SHORT TASK 1 => In the case summary on Jackson v Horizon Holidays Ltd, could you update the passage starting with "The judge followed" and going on through "to the contract.", replacing "distress" with "disappointment"?
SHORT TASK 2 => According to the case summary on Jackson v Horizon Holidays Ltd, why would the case now be partly resolved by the Contracts (Rights of Third Parties) Act 1999?
SHORT TASK 3 => Continue the case summary on Jackson v Horizon Holidays Ltd from its final sentence.

SOURCE DOCUMENT =>

Jackson v Horizon Holidays Ltd [1975] 1 WLR 1468 is an English contract law case, concerning the doctrine of Privity. The case would now be partly resolved by the Contracts (Rights of Third Parties) Act 1999 section 1(1)(b), allowing a third party to claim independently. Some of the reasoning of Lord Denning MR was disapproved in Woodar Investment Development Ltd v Wimpey Construction UK Ltd, which held that the decision is limited to a confined category of cases involving consumers.

Facts
Mr Jackson got a holiday through Horizon Holidays Ltd to the Brown Beach Hotel, Hendala Point, in Ceylon (now Sri Lanka) for himself and his family. He paid £1200. When they arrived, the facilities were substandard, and not at all as promised. As Lord Denning MR recounted,

The judge followed Jarvis v Swans Tours Ltd and awarded damages of £1100 for distress. The defendant appealed against the damages awarded to Mr Jackson's wife and children, who were not parties to the contract.

RECORD EXCERPTS =>

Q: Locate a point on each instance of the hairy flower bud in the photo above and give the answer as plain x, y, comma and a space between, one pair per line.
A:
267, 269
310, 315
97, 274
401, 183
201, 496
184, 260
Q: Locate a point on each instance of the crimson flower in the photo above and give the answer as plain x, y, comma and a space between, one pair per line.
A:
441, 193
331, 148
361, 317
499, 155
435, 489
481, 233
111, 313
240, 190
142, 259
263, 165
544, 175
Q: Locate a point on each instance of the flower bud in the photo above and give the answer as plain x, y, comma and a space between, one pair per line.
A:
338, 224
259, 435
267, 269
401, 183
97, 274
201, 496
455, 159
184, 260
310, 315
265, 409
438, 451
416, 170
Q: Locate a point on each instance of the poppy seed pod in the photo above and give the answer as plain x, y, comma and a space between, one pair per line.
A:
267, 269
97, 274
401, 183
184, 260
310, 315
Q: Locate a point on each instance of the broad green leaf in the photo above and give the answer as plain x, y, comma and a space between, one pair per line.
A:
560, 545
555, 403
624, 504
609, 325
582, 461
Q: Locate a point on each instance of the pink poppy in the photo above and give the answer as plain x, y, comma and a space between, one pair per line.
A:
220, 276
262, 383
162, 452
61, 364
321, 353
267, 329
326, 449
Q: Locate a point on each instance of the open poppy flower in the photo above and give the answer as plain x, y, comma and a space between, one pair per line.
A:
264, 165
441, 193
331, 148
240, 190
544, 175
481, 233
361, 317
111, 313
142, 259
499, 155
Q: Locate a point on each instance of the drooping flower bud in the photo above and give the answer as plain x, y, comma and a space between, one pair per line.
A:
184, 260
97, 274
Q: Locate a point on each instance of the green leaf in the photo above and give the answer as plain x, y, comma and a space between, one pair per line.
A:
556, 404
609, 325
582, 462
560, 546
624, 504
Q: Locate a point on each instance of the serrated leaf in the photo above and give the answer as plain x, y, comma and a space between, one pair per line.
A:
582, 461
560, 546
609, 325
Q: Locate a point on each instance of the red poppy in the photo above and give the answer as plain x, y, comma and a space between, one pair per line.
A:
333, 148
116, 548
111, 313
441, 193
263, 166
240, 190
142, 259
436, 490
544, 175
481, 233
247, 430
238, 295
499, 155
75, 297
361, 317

OUTPUT 1 =>
The judge followed Jarvis v Swans Tours Ltd and awarded damages of £1100 for disappointment. The defendant appealed against the damages awarded to Mr Jackson's wife and children, who were not parties to the contract.

OUTPUT 2 => Section 1(1)(b) of that Act allows a third party to claim independently.

OUTPUT 3 =>
Judgment
Lord Denning MR held that Mr Jackson could recover damages of £600 for defective performance and £500 for disappointment or ‘mental distress’ for himself and his family.

Lord Denning MR also held that the family might even, if desired, be joined as plaintiffs, that the initial award of £1100 was ‘about right’, and opined that other instances where a good claim may exist include a vicar contracting for a coach trip for the choir and a host booking a restaurant dinner for himself and his friends.

James LJ and Orr LJ concurred with Denning LJ's judgement, without adding further comments.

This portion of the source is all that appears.